Task item: The entries that follow contain images, which should be left out; output everything else exactly.

──────

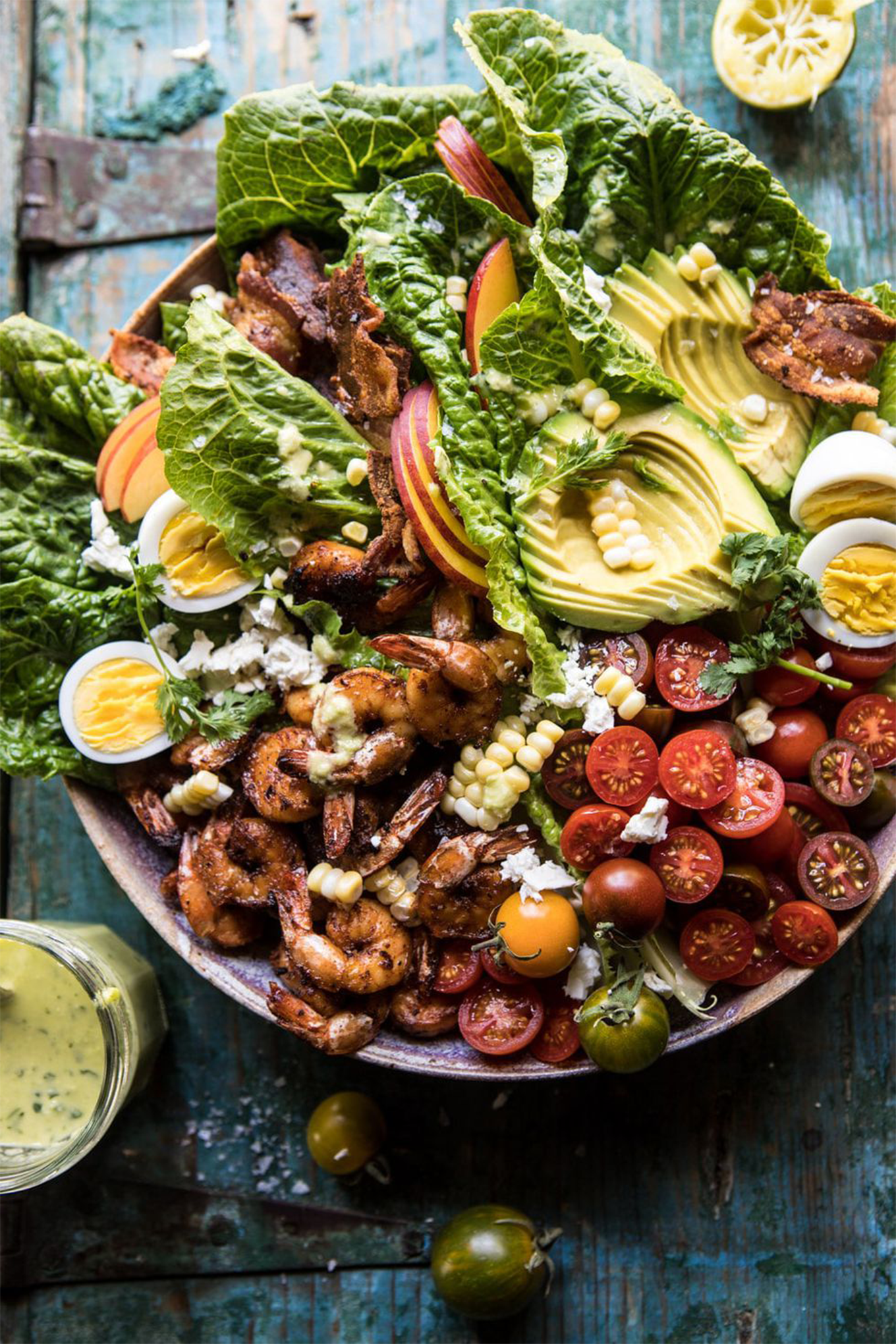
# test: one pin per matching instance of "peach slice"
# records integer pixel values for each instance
(495, 288)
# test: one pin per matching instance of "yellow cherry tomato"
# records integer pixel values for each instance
(542, 937)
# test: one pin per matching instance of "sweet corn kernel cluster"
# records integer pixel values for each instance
(340, 885)
(486, 785)
(203, 792)
(699, 264)
(618, 532)
(619, 691)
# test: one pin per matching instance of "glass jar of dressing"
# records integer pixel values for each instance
(81, 1023)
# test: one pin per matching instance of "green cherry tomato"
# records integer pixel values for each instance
(346, 1132)
(632, 1046)
(487, 1262)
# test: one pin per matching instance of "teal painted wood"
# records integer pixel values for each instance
(742, 1191)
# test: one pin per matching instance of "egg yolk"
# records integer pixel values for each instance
(196, 561)
(115, 704)
(847, 499)
(858, 588)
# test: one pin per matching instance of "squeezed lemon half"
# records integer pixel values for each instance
(782, 53)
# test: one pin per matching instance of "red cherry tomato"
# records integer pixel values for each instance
(593, 833)
(460, 966)
(698, 769)
(500, 1019)
(754, 802)
(681, 656)
(781, 687)
(804, 933)
(688, 863)
(623, 766)
(871, 722)
(716, 944)
(627, 894)
(563, 773)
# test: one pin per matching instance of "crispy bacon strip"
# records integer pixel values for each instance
(821, 345)
(140, 360)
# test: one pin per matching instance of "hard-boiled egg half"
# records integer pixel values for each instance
(849, 475)
(854, 566)
(108, 702)
(199, 574)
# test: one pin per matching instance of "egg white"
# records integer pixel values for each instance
(817, 557)
(849, 456)
(76, 674)
(148, 542)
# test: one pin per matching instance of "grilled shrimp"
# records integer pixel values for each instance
(341, 1032)
(453, 691)
(461, 883)
(363, 951)
(248, 860)
(229, 926)
(274, 793)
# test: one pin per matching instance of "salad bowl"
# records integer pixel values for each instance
(139, 866)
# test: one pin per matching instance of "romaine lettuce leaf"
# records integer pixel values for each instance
(630, 167)
(256, 451)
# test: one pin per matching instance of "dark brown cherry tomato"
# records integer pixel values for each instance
(810, 811)
(563, 773)
(781, 687)
(500, 1019)
(804, 933)
(716, 944)
(743, 889)
(630, 654)
(843, 773)
(593, 833)
(627, 894)
(837, 870)
(871, 722)
(798, 734)
(698, 769)
(460, 966)
(681, 656)
(754, 802)
(623, 766)
(688, 863)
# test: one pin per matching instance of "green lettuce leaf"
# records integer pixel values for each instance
(253, 449)
(62, 383)
(628, 164)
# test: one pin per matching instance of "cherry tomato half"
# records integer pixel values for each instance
(627, 894)
(871, 722)
(460, 966)
(754, 802)
(716, 944)
(798, 734)
(781, 687)
(623, 766)
(698, 769)
(804, 933)
(500, 1019)
(593, 833)
(688, 863)
(681, 656)
(563, 773)
(841, 771)
(630, 654)
(837, 870)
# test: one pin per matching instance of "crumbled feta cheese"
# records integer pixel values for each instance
(649, 824)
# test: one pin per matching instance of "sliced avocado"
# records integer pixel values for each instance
(695, 333)
(708, 496)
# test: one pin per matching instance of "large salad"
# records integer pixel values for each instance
(490, 597)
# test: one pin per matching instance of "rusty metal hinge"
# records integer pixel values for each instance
(80, 192)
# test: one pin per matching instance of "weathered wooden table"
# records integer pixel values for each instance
(739, 1192)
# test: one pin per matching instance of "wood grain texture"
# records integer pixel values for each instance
(739, 1192)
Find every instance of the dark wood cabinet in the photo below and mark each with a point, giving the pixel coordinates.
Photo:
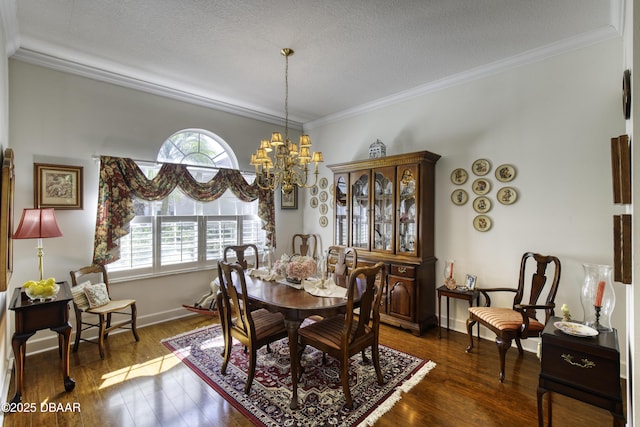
(384, 208)
(584, 368)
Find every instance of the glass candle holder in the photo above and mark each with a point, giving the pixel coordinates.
(598, 297)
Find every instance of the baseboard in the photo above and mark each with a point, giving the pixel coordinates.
(50, 341)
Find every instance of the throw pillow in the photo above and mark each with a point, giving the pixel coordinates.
(79, 297)
(97, 295)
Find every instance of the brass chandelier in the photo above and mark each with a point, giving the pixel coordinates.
(281, 163)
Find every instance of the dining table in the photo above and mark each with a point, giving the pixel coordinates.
(295, 305)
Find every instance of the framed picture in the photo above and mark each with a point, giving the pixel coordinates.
(470, 283)
(57, 186)
(289, 200)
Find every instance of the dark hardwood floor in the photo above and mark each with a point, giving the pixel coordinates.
(143, 384)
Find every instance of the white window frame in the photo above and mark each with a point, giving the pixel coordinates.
(158, 264)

──────

Task solution:
# test: one pin per matching instance of "peach slice"
# records integer pixel values for each instance
(495, 288)
# test: one pin per matching instance of "yellow cherry tomato"
# records integer pixel values for each instance
(542, 937)
# test: one pin per matching instance of "sweet corn kernel cluster"
# records integer pixel values for each instance
(340, 885)
(486, 785)
(203, 792)
(699, 264)
(618, 532)
(619, 691)
# test: one pin per matching instance of "glass jar of dressing"
# records integer pixel values for each instance
(81, 1023)
# test: one pin per matching instance of "green cherry tomato"
# records integer pixel values for each instance
(346, 1132)
(632, 1046)
(487, 1262)
# test: one pin per matching instance of "teal painted wood"
# records integer pixel values for each instance
(742, 1191)
# test: one pin per matching instance of "egg yolk"
# records integer pixel values for each instance
(196, 561)
(115, 704)
(847, 499)
(858, 588)
# test: one pin per matching instance of "squeezed lemon half"
# records integer pixel values for each instance
(782, 53)
# test: one pin per matching instance of "red cherry tomato"
# records integer pixel values for each instance
(593, 833)
(460, 966)
(698, 769)
(500, 1019)
(754, 802)
(681, 656)
(781, 687)
(804, 933)
(688, 863)
(623, 766)
(871, 722)
(716, 944)
(627, 894)
(563, 773)
# test: one pin per matching instance of "crispy bacon strip"
# records integer pixel values for each instance
(821, 345)
(140, 360)
# test: one pin per matching instance of "hard-boiled egg half"
# records integer pixel values for each instance
(849, 475)
(854, 566)
(108, 702)
(199, 574)
# test: one pin per matching instance of "egg white"
# records integer pixel values for each instance
(817, 557)
(849, 456)
(76, 674)
(148, 542)
# test: one pin per matching instance of "grilled shrimp"
# records integer pixel values for each instance
(341, 1032)
(453, 691)
(461, 883)
(363, 951)
(248, 860)
(229, 926)
(274, 793)
# test: one pin per matching instance of "salad bowl"
# records integer pixel values for each instance
(139, 866)
# test: one pin per matching instance of "romaine lettuce leaf"
# records integer pixel values for each instance
(630, 167)
(256, 451)
# test: one pin per matching instance of "dark brown cherry tomato"
# records integer pixel values for each instance
(810, 811)
(563, 773)
(781, 687)
(500, 1019)
(804, 933)
(716, 944)
(743, 889)
(630, 654)
(843, 773)
(593, 833)
(627, 894)
(837, 870)
(871, 722)
(798, 734)
(698, 769)
(460, 966)
(681, 656)
(754, 802)
(623, 766)
(688, 863)
# test: one pin per matching instance of "green lettuce leaf"
# records integer pixel values for each instance
(253, 449)
(62, 383)
(628, 164)
# test: one pin per matching instance of "cherry tomato half"
# records integer pixel values for each instance
(627, 894)
(871, 722)
(460, 966)
(754, 802)
(716, 944)
(798, 734)
(781, 687)
(623, 766)
(698, 769)
(804, 933)
(500, 1019)
(593, 833)
(688, 863)
(681, 656)
(563, 773)
(841, 771)
(630, 654)
(837, 870)
# test: one pin per matching instance of "crumbled feta cheese"
# records integer pixel values for each instance
(649, 824)
# test: one pin per matching instance of "sliced avocado"
# records integer pixel values for each instance
(695, 333)
(708, 496)
# test: one pin per matching instance of "large salad"
# records integer pixel values for each instance
(490, 597)
# test: one pin per matching instance of "rusty metal hinge"
# records integer pixel values for each instance
(80, 192)
# test: one pin per matching instance of "weathered wooden table"
# records integer pixel values for each instance
(739, 1192)
# test: one pin per matching instance of "wood grain texture"
# records integer pixel values for each instance
(739, 1192)
Find every instance of the dark wood cabinet in the photo below and mark each with a point, giving the pixel coordinates.
Photo:
(384, 208)
(584, 368)
Find every instance of the glass candle holder in the photo above and mark each with a point, giving the pixel coordinates.
(598, 297)
Find every instance of the baseboard in the photo above and mark each with a point, giving the pixel coordinates.
(50, 341)
Find every instance of the throw pillow in the photo above and mark each with a point, giving the pixel coordinates.
(79, 297)
(97, 295)
Find every instance of the brass chandelier in the photo above and mark each with a point, giving the pixel coordinates.
(281, 163)
Find every instance of the dining table in the photo above and mark each with a point, giving the pixel coordinates.
(295, 305)
Find every instance of the framed picture in the photo above and mark each with a point, giving the pixel coordinates.
(470, 283)
(57, 186)
(289, 200)
Find every instance of the dark hardwood floor in the photo above and mark each with a point, giving the pixel coordinates.
(143, 384)
Find every instance of the white window frame in the photo above and mark each with a point, giving the pixel coordinates.
(158, 264)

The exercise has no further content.